- [EXERCISE]: Write out every line of the material exactly as it appears.

- [SUPPLIED RECORDS]:
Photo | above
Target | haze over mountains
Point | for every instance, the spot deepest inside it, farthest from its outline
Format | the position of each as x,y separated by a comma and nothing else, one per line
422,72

- [ANSWER BOX]:
Photo | above
Target | haze over mountains
Point | for every instance, the spot deepest inside it, farthest from its outline
Format | the position of each as x,y separated by a comma and nothing else, one per line
422,72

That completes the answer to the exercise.